TASK DESCRIPTION: Continue the forum thread about Fur Affinity's new anti-trolling policy, writing the next part after its last post.

Fur Affinity is going to take a step to stop trolling on the forums as of this point forward. We are all for constructive criticism, helping to close faults or problems, but certain individuals have made it a point to do NOTHING but counter ideas and claims.

While we understand everybody has the right to an opinion, it is of our belief that professional critics do not have a place on these forums. You have the right to disagree, the right to an opinion, but certain individuals have made tiny lil' forum careers out of countering others for the sole purpose of harassment.

This will stop.

*To report trolling all you need to do it click the "report" button on a particular post, state your reason, and we will investigate it.* Abuse of the trolling feature will be handled accordingly. Do not be afraid to report, but make sure your reasons are valid.

If you receive a warning from an admin regarding particular behavior on the forums: follow it. It'll make the forum experience much more enjoyable, much less negative and bitter. Should you absolutely HAVE to have bitter, well, I highly suggest a cup of coffee. There's at least eight ounces worth of it for you.


----------



## whitedingo (Jul 14, 2006)

And I must say not before time ,the forums are an advitisement of the main site and if people come here first before deciding to join the main site and see a forum full of flames and comments attacking members thay my not join 
Freedom of speech is all well and good but if your in someone elses house you behave ,while your on this server your a guest .
Thank you dragoneer


----------



## Dragoneer (Jul 14, 2006)

whitedingo said:
			
		

> And I must say not before time ,the forums are an advitisement of the main site and if people come here first before deciding to join the main site and see a forum full of flames and comments attacking members thay my not join
> Freedom of speech is all well and good but if your in someone elses house you behave ,while your on this server your a guest .
> Thank you dragoneer


We've been more than lenient towards certain usres in the past, but they have sort of... abused our generosity. Unfortunately, it has to stop.


----------



## emptyF (Jul 14, 2006)

i know you won't get carried away. . .right?

Portion of a data file:
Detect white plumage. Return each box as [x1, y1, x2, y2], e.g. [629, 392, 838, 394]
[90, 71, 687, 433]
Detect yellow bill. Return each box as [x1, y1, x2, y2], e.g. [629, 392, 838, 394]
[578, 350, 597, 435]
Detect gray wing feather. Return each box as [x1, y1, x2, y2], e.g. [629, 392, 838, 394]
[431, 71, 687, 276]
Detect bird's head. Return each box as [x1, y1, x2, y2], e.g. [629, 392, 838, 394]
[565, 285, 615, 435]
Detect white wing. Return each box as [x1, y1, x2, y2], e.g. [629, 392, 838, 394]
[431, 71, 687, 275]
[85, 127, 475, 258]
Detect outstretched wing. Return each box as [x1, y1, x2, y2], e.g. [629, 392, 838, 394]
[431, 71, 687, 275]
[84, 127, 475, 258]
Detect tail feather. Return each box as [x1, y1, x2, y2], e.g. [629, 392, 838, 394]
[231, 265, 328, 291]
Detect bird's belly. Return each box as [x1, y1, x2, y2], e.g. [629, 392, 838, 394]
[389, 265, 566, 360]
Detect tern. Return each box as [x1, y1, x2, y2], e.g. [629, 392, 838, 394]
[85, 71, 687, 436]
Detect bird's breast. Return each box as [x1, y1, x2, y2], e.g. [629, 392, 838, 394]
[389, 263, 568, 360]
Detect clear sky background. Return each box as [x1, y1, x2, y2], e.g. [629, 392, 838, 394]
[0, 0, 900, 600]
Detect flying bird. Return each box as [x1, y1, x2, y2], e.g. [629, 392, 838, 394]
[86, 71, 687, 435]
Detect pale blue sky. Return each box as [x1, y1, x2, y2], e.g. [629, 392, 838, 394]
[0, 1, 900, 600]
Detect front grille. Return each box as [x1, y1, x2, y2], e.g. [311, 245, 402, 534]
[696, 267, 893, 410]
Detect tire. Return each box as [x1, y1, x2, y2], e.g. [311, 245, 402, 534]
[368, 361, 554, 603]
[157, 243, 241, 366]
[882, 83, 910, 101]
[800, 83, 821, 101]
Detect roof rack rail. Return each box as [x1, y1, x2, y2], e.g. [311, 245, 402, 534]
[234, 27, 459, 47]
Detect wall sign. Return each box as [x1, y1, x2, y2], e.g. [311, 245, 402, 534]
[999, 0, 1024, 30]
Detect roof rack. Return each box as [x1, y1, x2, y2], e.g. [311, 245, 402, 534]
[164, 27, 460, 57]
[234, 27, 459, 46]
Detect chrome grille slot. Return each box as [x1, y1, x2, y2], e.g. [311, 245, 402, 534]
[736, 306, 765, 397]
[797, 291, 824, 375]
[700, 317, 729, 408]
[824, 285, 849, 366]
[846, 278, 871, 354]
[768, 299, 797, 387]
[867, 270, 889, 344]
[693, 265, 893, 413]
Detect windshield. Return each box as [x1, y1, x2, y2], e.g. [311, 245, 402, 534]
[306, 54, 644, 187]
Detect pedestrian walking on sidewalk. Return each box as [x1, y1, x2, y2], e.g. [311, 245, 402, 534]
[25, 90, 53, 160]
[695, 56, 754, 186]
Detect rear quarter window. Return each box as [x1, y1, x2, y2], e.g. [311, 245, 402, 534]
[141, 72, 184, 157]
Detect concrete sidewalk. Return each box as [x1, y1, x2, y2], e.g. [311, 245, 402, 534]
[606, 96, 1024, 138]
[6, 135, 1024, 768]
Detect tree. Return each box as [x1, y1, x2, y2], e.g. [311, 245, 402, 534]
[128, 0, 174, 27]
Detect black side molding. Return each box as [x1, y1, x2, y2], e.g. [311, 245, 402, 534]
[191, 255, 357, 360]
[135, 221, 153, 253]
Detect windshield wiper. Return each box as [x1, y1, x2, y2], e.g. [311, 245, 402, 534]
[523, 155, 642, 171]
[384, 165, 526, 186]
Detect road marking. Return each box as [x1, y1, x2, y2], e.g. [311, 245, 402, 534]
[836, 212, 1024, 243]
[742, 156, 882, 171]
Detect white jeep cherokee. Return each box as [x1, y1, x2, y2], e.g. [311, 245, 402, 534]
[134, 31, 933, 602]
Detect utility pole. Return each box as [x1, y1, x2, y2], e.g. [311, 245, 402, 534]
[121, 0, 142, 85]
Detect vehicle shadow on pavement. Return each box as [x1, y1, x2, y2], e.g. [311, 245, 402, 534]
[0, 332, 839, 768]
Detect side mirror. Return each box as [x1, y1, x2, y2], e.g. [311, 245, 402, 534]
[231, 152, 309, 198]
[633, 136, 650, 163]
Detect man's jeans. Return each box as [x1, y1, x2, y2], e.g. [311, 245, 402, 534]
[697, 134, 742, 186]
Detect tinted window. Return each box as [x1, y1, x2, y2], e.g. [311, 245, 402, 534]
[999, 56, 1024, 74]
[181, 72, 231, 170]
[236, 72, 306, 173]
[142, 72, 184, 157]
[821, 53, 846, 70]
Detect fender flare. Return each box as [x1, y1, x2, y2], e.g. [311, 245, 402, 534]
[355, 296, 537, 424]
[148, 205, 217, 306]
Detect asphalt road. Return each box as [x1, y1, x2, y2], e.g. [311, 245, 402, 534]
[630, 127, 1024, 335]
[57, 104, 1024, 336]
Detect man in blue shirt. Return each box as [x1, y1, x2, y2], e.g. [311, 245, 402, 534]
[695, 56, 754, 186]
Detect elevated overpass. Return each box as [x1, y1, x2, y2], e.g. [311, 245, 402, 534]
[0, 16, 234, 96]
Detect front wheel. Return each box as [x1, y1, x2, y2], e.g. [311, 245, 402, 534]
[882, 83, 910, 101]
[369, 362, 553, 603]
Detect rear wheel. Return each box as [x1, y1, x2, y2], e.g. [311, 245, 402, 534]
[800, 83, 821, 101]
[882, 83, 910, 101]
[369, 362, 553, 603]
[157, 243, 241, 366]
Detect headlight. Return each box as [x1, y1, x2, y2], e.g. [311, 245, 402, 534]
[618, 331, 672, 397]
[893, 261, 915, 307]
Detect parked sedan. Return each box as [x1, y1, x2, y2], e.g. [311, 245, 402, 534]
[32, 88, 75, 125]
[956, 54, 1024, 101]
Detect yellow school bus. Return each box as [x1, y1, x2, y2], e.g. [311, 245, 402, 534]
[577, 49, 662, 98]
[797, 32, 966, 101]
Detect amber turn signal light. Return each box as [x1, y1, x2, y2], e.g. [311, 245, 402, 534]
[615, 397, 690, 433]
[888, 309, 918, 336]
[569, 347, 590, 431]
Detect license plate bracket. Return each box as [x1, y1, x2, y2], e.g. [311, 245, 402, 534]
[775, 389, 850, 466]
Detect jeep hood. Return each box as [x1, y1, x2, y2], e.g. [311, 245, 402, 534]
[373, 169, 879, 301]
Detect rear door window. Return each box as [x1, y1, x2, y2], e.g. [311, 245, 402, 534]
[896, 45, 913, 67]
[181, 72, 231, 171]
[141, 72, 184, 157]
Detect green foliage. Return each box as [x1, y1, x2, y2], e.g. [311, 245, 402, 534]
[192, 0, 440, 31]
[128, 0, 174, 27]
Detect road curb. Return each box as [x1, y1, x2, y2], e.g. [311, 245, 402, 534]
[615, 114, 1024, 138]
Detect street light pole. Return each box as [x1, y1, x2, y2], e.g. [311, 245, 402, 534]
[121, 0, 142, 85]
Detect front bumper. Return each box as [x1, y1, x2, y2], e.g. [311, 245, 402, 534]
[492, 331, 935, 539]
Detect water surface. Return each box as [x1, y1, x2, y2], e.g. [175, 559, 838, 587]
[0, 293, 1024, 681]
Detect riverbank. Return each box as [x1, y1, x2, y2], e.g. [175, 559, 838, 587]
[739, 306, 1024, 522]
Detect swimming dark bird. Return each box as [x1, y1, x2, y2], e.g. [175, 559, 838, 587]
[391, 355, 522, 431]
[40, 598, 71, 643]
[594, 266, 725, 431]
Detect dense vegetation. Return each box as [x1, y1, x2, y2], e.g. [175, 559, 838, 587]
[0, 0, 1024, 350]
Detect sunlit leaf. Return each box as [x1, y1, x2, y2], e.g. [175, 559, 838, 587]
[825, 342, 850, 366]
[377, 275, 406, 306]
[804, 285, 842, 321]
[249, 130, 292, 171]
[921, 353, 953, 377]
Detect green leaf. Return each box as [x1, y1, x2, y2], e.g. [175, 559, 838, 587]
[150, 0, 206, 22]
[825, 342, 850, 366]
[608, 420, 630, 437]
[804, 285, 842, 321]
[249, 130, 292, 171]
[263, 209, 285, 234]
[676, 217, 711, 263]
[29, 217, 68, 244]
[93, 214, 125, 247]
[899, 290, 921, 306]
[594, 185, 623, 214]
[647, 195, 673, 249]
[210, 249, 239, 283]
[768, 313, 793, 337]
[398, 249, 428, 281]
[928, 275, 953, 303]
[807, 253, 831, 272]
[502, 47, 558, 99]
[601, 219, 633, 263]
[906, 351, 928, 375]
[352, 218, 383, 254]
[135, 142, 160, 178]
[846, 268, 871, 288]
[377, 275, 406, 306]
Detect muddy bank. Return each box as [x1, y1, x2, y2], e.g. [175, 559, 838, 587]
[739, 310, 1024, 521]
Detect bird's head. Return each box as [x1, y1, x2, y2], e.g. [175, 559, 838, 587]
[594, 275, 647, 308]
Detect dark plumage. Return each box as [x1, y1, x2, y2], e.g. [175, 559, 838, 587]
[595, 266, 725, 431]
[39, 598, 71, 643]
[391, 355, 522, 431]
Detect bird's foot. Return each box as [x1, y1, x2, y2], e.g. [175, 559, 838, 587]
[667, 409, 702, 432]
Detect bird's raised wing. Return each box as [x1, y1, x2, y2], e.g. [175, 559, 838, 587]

WRITTEN REPLY:
----------



## Dragoneer (Jul 14, 2006)

emptyF said:
			
		

> i know you won't get carried away. . .right?


Right.


----------



## Jirris (Jul 14, 2006)

I TAKE EXTREME OFFENSE TO THIS, AND YOU SIR ARE A FANBOY OF BEING NICE.  YOUR HAT IS SILLY AS WELL.

I kid, I kid.  Glad you guys are laying down rules and concequences as pertaining to the activties of flagrant ego-masturbation at the cost of the enjoyment of others.


----------



## Silver R. Wolfe (Jul 14, 2006)

But but but...  How can I live without my ego-masturbation... ;_;



I totally agree with this stance and really do hope that it gets the trolls we have out of the forum and deters new trolls from making homes under our bridges.


----------



## nobuyuki (Jul 14, 2006)

I wasn't aware there was a trolling problem on the forums, we'd better get right on that issue before it gets out of control


----------



## Evol (Jul 14, 2006)

Trolls?

... not in MY vagina.


----------



## Dragoneer (Jul 14, 2006)

Evol said:
			
		

> Trolls?
> 
> ... not in MY vagina.


Just be wary of beavers.


----------



## wut (Jul 14, 2006)

Evol said:
			
		

> Trolls?
> 
> ... not in MY vagina.



It's more likely than you think.


----------



## Evol (Jul 14, 2006)

http://i16.photobucket.com/albums/b1/asbestos_thug/beaverotttor.jpg


----------



## nobuyuki (Jul 14, 2006)

http://www.furaffinityforums.net/showthread.php?tid=1901&pid=21550#pid21550


crossposted here at the request of Uncia is my personal list of valid and invalid reasons to report an alledged troll.


----------



## I_Own_Charles (Jul 15, 2006)

Are we still allowed to be sarcastic?


----------



## Graveyard Greg (Jul 15, 2006)

I_Own_Charles said:
			
		

> Are we still allowed to be sarcastic?



There's a major difference between being sarcastic and trolling, but the Internet does make it difficult to see the difference. Maybe you should add sarcasm tags just to be on the safe side?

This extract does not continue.